**OBJECTIF ÉNONCÉ A:** Traduisez en anglais cette phrase du texte sur Paul Strand : « Paul Strand est l’héritier de deux grandes traditions photographiques souvent présentées comme antagonistes. »
**OBJECTIF ÉNONCÉ B:** Poursuivez le texte sur Paul Strand à partir de sa dernière phrase.

**TEXTE FOURNI:**
☆ ☆ ☆ ☆ ☆ ☆ ☆

PAUL STRAND OU L’ÉQUILIBRE DES FORCES
FONDATION HENRI CARTIER-BRESSON, PARIS
14 février 2023 – 23 avril 2023
La Fondation HCB porte un nouveau regard sur l’œuvre du photographe américain Paul Strand (1890-1976) à partir des collections de la Fundación MAPFRE, Madrid. Alors que Strand est souvent célébré comme étant pionnier de la straight photography (ou photographie directe), cette exposition revient également sur la dimension profondément politique de son travail.
« Les contraires se guérissent par les contraires » dit la formule. Paul Strand est l’héritier de deux grandes traditions photographiques souvent présentées comme antagonistes. Une tendance formaliste cherchant à démontrer que la photographie est un art. Une tendance sociale, l’envisageant davantage comme un outil documentaire au service d’un projet politique. Alfred Stieglitz et Lewis Hine, qui, dans l’histoire de la photographie, incarnent ces deux pôles, ont tous les deux été les mentors de Strand durant ses années de formation, ceci explique peut-être cela.
Même si, au milieu des années 1910, Strand photographie le visage du peuple dans les rues de New York, la première partie de son œuvre est particulièrement marquée par le formalisme. Lorsqu’en 1917, Stieglitz lui consacre le dernier numéro de sa fameuse revue Camera Work, il s’agit surtout de démontrer que la photographie possède un langage artistique autonome. C’est à partir d’un séjour au Mexique (1932-1934), puis d’un voyage à Moscou (1935), que sa démarche se politise davantage. Il est membre de l’American Labor Party et travaille avec plus d’une vingtaine d’organisations qui, au moment du Maccarthysme, seront classées comme « anti-américaines ». Ce qui le conduira à quitter les États-Unis et à venir s’installer en France. Beaucoup des choix de Strand sont déterminés par cette conscience politique : ses sujets, les lieux où il photographie, les écrivains avec lesquelles il travaille, mais aussi le choix du livre comme principal vecteur de diffusion de ses images.

☆ ☆ ☆ ☆ ☆ ☆ ☆

**Entrées d’un jeu de données:**
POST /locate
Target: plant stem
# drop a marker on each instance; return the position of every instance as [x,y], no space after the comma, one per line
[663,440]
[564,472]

☆ ☆ ☆ ☆ ☆ ☆ ☆

**RÉSULTAT OBTENU A:** Paul Strand is the heir to two great photographic traditions that are often presented as opposed to each other.

**RÉSULTAT OBTENU B:**
Ces dernières décennies, nombre d’expositions consacrées à Strand se sont focalisées sur son approche formaliste. Sans aucunement minimiser cette dimension, le présent projet se propose de recontextualiser Strand en rappelant l’importance de son engagement politique. Entre recherche formelle et implication sociale, il s’agit bien ici de rééquilibrer les forces à l’œuvre dans sa pratique. Car si Strand est souvent présenté comme l’un des plus grands photographes du XXe siècle, c’est précisément parce qu’il a su admirablement proposer une synthèse entre ces deux polarités.
L’exposition présente près de 120 tirages issus des collections de la Fundación MAPFRE, Madrid, le film Manhatta réalisé par Paul Strand et Charles Sheeler en 1921 ainsi que quelques tirages prêtés par le Centre Pompidou.
Clément Chéroux, commissaire et directeur de la Fondation HCB
Sélection
Commentaire ♥♥♥♥♥
Avec « L'équilibre des forces », le photographe américain Paul Strand est à l'honneur à la Fondation Henri Cartier-Bresson avec la présentation de près de 120 tirages. Considéré comme l'un des pionniers de la « photographie pure », Paul Strand veut une photographie réaliste et objective, en représentant le monde tel qu'il est, et non pas tel que l'artiste veut le montrer.
Né en 1890, il découvre la photographie à l’adolescence et s’attache d’abord à saisir les visages et les scènes de vie du peuple new-yorkais.
Après un voyage au Mexique en 1933 et à Moscou en 1938, il s'engage en politique, en devenant notamment membre de l'American Labor Party, une activité mal vue aux États-Unis. Il décide alors, en 1950, de venir s’installer en France à Orgeval. Il publie le livre La France de profil en 1952, un recueil de photographies qu’il a réalisées en sillonnant les quatre coins de la France. Le cliché du jeune garçon de Gondeville est célèbre. Le regard pénétrant surplombé par des sourcils froncés, la bouche légèrement pincée, reflète l’approche sculpturale que le photographe a du portrait.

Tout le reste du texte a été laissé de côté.